### PASSAGE PROVIDED
Re: assignment of std::valarray
On 25 Aug., 19:28, backminator <backmina...@gmail.com> wrote:
Hi all.
Im trying to parse the C++0x documentation related to the assignment
of std::valarray.
This code is tested under g++ 4.4.3, VisualStudio2008 and finally
VS2010.
Three examples of assigning one valarray to another:
1. Pure assignment
std::valarray<int> a(2), b(2);
std::cerr << &(a[0]) << std::endl;
a = b;
std::cerr << &(a[0]) << std::endl;
2. Negation + assignment
std::cerr << &(a[0]) << std::endl;
a = -b;
std::cerr << &(a[0]) << std::endl;
3. Computed assignment:
std::cerr << &(a[0]) << std::endl;
a -= b;
std::cerr << &(a[0]) << std::endl;
g++: same pointer adress for &(a[0]) is reported before and after in
all the above examples.
######
> **EXERCISE SET**
(1) Answer these questions from the valarray post:
(a) Which compilers was the code tested under?
(b) What operator does the computed assignment example use?
(c) What did g++ report for &(a[0]) before and after each assignment?
(2) Please continue the valarray post from its final sentence.
The listing has no connection to the valarray post.
### SOURCE MATERIAL
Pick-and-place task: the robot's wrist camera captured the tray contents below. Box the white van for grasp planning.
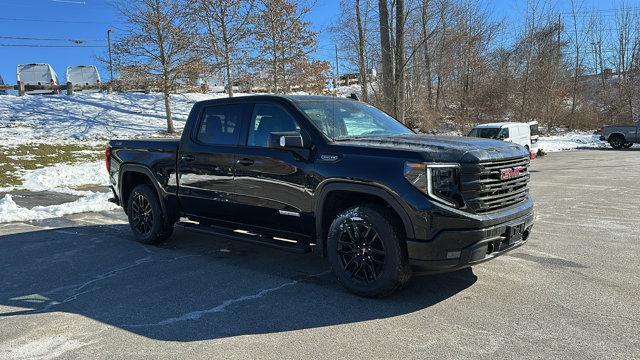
######
> **WRITTEN RESPONSES**
(1)
(a) g++ 4.4.3, Visual Studio 2008 and VS2010.
(b) The -= operator (a -= b).
(c) The same pointer address before and after, in all three examples.

(2)
vs2008: dito
vs2010: Example 2 (Negation+assignment), results in a different adress
before and after the assignment.
Now to my question, what does the standard say about this?
26.6.2.6:
"The appearance of an array on the left-hand side of a computed
assignment does not invalidate references or pointers."
Yes, this is 26.6.2.6/4 in the FCD and 26.3.2.6/8 in
the 2003 C++ Standard.
Does not invalidate, does that mean change?
The way you ask causes a knot in my brain, therefore:
Your above quoted paragraph guarantees that your test
program should return equal addresses before and after
the computed assignment, but that would only hold for
your example 3, which seems not to be affected by the
change.
Example 1 belongs clearly to the domain of 26.6.2.2,
valarray<T>& operator=(const valarray<T>& v);
and no such guarantee is given, i.e. your assumptions
may break for any new version of your library.
Assuming that vs2010 has already made valarray
rvalue-capable, the compiler should either select
valarray<T>& operator=(valarray<T>&&);
or another overload as of the anti-aliasing guarantees
given in 26.6.1/3+4, but with equivalent semantics
[In fact the standard does not really say that, but
that is the most reasonable ad-hoc interpretation].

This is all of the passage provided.